Task directions:
Rewrite every line of the material below, starting with the line containing "Given the photo above, point to the dark" and going on through the line containing "Target: child's hooded jacket", and shift each coordinate in the answers by adding 55 to it. Leave every other number unchanged.

Input:
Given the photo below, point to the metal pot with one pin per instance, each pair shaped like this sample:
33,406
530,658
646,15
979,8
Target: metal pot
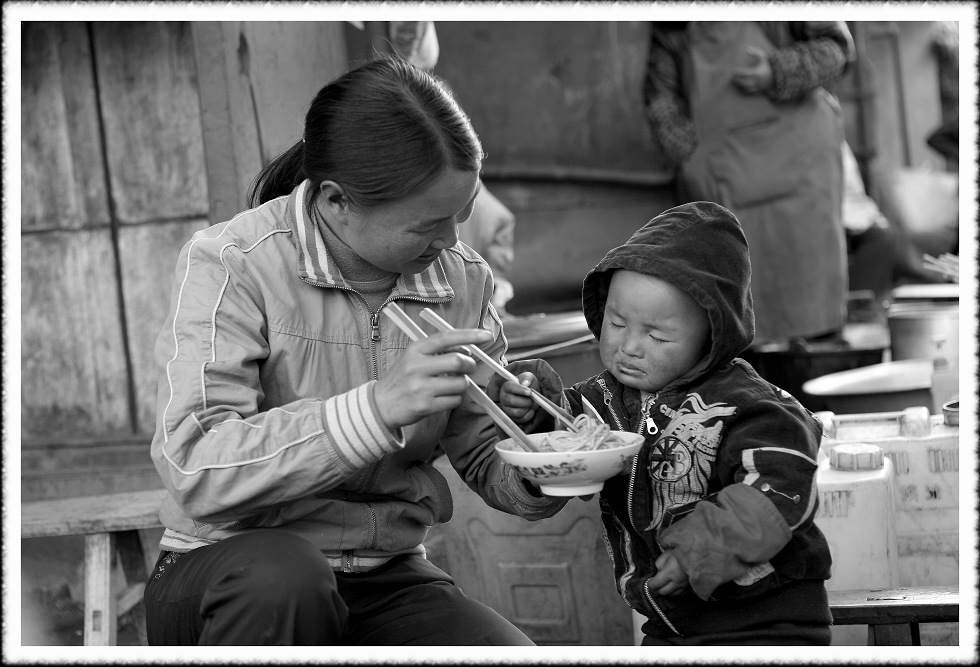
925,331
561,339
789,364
---
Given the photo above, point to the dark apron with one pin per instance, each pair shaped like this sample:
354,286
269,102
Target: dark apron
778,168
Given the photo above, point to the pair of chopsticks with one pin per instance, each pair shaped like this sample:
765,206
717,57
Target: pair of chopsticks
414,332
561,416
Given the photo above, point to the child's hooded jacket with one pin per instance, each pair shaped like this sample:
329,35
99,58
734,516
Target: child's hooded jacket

Final answer:
Given the photo above, point to the dark apron with one pin per instance, each pair shaped like this sample:
354,286
269,102
Target: dark apron
833,223
Given the photo above, point to the pair of chopsticks with one pin per instance, each pair shaped like this sample:
765,206
717,57
Target: pair of chopsticks
469,387
616,471
Given the photo above, point to the child's hooded jacket with one pin per instance, each pair shaped like this sample:
329,35
99,58
734,516
Target: child's hooded jacket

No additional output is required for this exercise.